Daniella’s Story

16 Sep 2014 by Krystal Barter
Daniella’s Story

My name is Daniella. This is my story.

When you meet me you will find out that I am 37, I am a medical research scientist, I am a wife, I am a sister, I am a friend and more recently I am now a mother. These are my most important relationships and achievements in life and I am most fulfilled by them. However, on a daily basis my thoughts wander and I ask myself the question: What if?

Behind my smile is a worry, a worry that I may one day be diagnosed with cancer. There is reason for this as I, unfortunately, inherited a BRCA1 mutation from my mother who sadly passed away from ovarian cancer in May 2013 at the very young age of 59. Watching her battle this disease for six long years encouraged me to undergo major surgery such that I had both breasts removed and reconstructed. It was a considerable recovery process both physically and mentally however I am relieved of the worry that my risk of developing breast cancer which was extremely high at 80% is now below 5%. During my recovery, I decided it was time to reach out to others who are experiencing a similar circumstance in life. That is, those who are also predisposed to breast or ovarian cancer through a familial or hereditary history. I discovered the organisation Pink Hope who promotes awareness of this and it was because of this wonderful charity that I could connect with individuals who are in a similar predicament, who have lost a loved one, who have similar levels of anxiety as myself.

## Information supplied

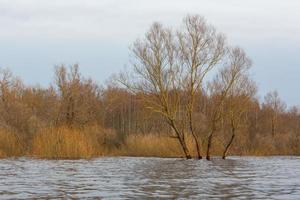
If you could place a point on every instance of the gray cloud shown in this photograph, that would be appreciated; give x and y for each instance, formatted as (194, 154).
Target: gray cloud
(36, 34)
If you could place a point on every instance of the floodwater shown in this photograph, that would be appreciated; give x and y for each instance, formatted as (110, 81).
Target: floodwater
(144, 178)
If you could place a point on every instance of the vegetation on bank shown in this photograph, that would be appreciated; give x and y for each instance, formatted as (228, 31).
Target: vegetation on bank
(188, 94)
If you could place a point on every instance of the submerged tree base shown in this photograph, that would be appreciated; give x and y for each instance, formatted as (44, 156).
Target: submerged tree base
(92, 142)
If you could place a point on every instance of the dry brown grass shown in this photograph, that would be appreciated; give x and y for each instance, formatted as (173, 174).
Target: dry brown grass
(71, 143)
(151, 145)
(67, 143)
(10, 144)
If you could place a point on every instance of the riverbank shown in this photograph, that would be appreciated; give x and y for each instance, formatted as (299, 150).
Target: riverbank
(66, 143)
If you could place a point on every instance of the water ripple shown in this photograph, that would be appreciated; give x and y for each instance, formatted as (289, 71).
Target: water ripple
(139, 178)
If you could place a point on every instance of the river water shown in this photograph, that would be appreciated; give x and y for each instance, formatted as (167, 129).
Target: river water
(146, 178)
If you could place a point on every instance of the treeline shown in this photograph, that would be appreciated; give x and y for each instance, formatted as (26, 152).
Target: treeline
(188, 94)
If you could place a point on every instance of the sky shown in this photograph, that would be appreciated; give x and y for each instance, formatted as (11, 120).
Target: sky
(36, 35)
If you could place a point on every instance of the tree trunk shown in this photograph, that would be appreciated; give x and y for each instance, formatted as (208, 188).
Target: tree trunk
(209, 145)
(197, 146)
(181, 141)
(229, 144)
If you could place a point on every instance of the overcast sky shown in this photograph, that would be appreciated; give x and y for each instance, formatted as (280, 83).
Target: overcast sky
(35, 35)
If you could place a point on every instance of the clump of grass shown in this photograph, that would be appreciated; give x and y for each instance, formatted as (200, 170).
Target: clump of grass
(63, 143)
(10, 144)
(151, 145)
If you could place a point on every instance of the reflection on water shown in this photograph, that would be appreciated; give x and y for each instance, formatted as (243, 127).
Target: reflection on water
(139, 178)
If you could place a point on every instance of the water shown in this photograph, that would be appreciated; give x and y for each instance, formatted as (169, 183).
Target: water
(140, 178)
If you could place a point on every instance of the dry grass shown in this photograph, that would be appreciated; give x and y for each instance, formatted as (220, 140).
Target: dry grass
(68, 143)
(10, 144)
(152, 146)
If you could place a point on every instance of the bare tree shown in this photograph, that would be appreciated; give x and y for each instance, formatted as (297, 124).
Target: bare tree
(236, 105)
(226, 79)
(157, 78)
(276, 106)
(201, 49)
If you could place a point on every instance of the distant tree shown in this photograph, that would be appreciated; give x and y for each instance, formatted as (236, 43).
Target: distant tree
(275, 106)
(224, 83)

## Actions to take
(a) Return the part of Daniella's story from "When you meet" up to and including "question: What if?".
(b) In Daniella's story, how old was her mother when she died of ovarian cancer?
(c) Extend Daniella's story, picking up right after its final sentence.
The entries have no connection to Daniella's story.

## Solved problems
(a)
When you meet me you will find out that I am 37, I am a medical research scientist, I am a wife, I am a sister, I am a friend and more recently I am now a mother. These are my most important relationships and achievements in life and I am most fulfilled by them. However, on a daily basis my thoughts wander and I ask myself the question: What if?

(b) 59

(c)
Following my surgery, my partner in life, my beautiful husband and I were fortunate to fall pregnant and we were blessed with a son who was born July 2017. My son has dramatically changed my life focus and perhaps my purpose. I am still an individual who has and continues to achieve yet he has provided my husband and I with immense joy. Having a child has allowed me to take a break from the rush of life that we in our present day society have created, and simply lay on the grass next to him watching the trees sway in the gentle breeze. My son has provided me with more of a reason to persist in maintaining my health both mentally and physically. For if I was to be diagnosed with cancer, who would care for him? I selfishly want to be here and watch him grow, learn and succeed. What mother would not? It is for these very reasons I continue to promote awareness of hereditary breast and ovarian cancer. It is for these reasons I will undergo future surgery and remove my ovaries to eradicate as much the risk of developing ovarian cancer.

I am cursed with inheriting a faulty gene, yet I am blessed by being informed and having the ability to create my future, an opportunity my mother was not presented.

I am supported by family and friends, and I will ensure that I will see my son grow old and my husband’s hair turn grey. We will be that old couple that walks hand in hand together down the street at a pace slower than a snail, chuckling to each other. Just as in love as we were when we were young.